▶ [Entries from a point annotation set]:
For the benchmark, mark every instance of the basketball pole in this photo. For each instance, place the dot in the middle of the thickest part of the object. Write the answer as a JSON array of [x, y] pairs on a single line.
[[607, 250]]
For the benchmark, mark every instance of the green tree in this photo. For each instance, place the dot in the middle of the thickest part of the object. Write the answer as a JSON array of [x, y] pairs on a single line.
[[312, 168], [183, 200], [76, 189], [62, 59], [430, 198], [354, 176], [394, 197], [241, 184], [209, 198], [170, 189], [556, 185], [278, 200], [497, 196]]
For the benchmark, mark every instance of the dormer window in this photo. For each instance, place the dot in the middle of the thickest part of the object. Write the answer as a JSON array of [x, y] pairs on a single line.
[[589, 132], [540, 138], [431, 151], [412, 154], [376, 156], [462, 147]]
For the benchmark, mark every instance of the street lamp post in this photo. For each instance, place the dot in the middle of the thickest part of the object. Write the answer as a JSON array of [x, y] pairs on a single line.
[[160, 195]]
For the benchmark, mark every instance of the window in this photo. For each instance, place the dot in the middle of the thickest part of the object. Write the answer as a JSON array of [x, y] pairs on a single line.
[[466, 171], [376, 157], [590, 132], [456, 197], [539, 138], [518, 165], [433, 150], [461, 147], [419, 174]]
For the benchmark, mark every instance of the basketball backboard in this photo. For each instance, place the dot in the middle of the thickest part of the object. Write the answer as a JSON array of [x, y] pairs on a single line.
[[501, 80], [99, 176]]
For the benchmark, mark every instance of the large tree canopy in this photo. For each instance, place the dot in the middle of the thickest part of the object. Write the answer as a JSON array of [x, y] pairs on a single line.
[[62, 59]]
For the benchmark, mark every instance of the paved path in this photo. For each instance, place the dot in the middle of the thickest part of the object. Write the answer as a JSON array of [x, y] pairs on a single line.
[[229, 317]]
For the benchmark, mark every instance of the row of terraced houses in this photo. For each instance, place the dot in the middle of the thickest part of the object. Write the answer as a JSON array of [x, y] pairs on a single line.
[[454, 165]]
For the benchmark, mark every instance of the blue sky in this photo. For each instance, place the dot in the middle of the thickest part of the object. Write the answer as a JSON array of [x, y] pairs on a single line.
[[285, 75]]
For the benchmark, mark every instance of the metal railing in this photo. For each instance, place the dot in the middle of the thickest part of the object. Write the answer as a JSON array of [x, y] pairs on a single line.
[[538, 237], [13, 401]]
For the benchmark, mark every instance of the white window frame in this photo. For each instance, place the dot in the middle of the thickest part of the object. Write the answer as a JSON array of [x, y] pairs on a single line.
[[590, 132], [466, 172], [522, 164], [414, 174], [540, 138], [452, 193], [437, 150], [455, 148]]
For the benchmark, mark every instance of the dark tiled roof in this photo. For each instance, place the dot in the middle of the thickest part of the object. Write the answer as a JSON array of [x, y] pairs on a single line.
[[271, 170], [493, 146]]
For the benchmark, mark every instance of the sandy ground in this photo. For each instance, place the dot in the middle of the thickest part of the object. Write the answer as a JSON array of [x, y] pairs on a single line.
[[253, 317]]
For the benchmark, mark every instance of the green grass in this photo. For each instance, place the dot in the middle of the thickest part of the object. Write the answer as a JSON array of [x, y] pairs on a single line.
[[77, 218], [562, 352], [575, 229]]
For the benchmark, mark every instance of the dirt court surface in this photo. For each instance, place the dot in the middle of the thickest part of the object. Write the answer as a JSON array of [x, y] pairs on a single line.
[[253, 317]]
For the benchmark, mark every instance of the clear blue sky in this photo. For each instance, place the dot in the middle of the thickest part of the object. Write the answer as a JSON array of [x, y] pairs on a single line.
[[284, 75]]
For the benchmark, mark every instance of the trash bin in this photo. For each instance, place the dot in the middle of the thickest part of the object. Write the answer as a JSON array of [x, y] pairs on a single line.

▶ [What to produce]:
Reproduce the rows, starting at the first one and ending at the line that contains "[[160, 195]]", with each point coordinate in the answers multiplied by 1.4 and rounded to the nearest whole number, halves rounding up. Keep the requests as they are.

▶ [Expected output]:
For the benchmark, mark every instance of the basketball pole in this photo. For each instance, place the dot in the middle of the thickest part of the object. Write the answer as a JSON array of [x, y] pairs on a single line.
[[850, 350]]
For the benchmark, mark every instance of the green tree in this photo. For each instance, place the dot in the middle of the thickest part of the object. Write the answer as a JSON array of [x, y] pairs on a single line.
[[437, 235], [256, 280], [106, 265], [87, 83], [602, 277], [496, 246], [552, 276], [337, 258], [293, 277], [238, 265], [778, 259], [389, 280], [696, 274]]
For the benchmark, mark every instance of the dormer window in this photo. For each instance, place the dot in the middle of the thickest part of the object. Write the answer as a JSON array of [x, y] pairs on a single line.
[[825, 185], [756, 193], [603, 211], [577, 216], [526, 218], [647, 206]]
For the benchmark, mark every instance of the street lamp post in this photo. For each instance, place the dot in the middle of the thickest part of the object. Write the answer as a JSON array of [x, y] pairs on a single line.
[[224, 273]]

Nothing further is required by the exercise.